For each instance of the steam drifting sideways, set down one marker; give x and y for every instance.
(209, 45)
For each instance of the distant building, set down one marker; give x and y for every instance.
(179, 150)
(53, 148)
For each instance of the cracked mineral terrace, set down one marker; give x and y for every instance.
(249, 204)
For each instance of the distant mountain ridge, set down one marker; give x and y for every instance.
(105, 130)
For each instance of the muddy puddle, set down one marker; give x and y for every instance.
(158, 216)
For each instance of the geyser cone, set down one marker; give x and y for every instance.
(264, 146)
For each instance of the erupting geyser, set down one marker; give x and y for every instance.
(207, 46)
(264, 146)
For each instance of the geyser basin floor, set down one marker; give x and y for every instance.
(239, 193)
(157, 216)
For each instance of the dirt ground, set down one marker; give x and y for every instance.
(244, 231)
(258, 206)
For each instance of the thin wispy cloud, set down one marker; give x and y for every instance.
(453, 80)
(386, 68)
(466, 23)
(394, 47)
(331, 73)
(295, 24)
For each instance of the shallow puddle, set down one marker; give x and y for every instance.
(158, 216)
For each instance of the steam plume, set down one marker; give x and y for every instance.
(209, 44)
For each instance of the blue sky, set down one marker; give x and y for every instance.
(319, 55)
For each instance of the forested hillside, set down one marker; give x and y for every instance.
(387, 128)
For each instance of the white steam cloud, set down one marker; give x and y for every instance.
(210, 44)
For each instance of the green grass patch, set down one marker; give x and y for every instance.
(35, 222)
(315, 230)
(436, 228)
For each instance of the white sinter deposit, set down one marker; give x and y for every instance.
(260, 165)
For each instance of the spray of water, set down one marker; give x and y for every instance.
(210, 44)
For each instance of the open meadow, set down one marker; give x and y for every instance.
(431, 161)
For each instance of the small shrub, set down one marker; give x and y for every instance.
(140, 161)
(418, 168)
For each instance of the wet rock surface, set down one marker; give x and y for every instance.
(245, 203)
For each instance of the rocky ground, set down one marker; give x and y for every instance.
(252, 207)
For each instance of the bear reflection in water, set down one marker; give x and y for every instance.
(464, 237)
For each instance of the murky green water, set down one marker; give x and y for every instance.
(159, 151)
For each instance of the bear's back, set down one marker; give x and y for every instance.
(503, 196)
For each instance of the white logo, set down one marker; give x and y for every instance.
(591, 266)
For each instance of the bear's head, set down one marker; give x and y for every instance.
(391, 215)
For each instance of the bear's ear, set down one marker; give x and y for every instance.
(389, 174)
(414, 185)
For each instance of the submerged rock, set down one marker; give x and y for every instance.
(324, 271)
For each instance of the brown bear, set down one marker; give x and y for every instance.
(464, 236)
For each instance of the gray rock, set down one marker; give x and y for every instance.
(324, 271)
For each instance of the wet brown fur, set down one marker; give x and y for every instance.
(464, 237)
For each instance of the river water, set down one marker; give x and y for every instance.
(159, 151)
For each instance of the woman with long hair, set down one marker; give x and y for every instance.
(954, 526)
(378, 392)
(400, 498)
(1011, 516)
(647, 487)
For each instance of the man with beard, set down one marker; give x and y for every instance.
——————
### YOUR OBJECTIVE
Put the lines running from the one containing "For each instance of the white logo, set" through the end of the data into a Markdown table with two columns, Row and Line, numbering each row and leaving out any blank lines.

### ANSWER TO THE EXERCISE
| Row | Line |
|---|---|
| 1 | For each instance of the white logo, set down one marker; give x and y for every instance. |
| 2 | (591, 266) |
| 3 | For each instance of the bear's head, set down one marker; give x and y for every instance. |
| 4 | (391, 215) |
| 5 | For each instance of the bear's ear, set down one marker; give x and y for every instance. |
| 6 | (389, 174) |
| 7 | (414, 185) |
| 8 | For each instance of the submerged rock, set down one marker; give x and y for every instance. |
| 9 | (324, 271) |
| 10 | For each instance of the brown bear, set down one marker; give x and y for every instance. |
| 11 | (464, 236) |
| 12 | For each instance of the gray rock, set down one marker; give x and y for every instance. |
| 13 | (324, 271) |
| 14 | For each instance of the wet brown fur, set down one marker; give x and y for every instance. |
| 15 | (464, 237) |
| 16 | For each instance of the river water, set down one marker; give x and y for every instance. |
| 17 | (159, 151) |
| 18 | For each instance of the woman with long hair, set down one marker; give x and y for every instance. |
| 19 | (954, 526) |
| 20 | (378, 392) |
| 21 | (400, 498) |
| 22 | (1011, 516) |
| 23 | (647, 487) |
| 24 | For each instance of the man with beard, set down one marker; give x and y for every instance. |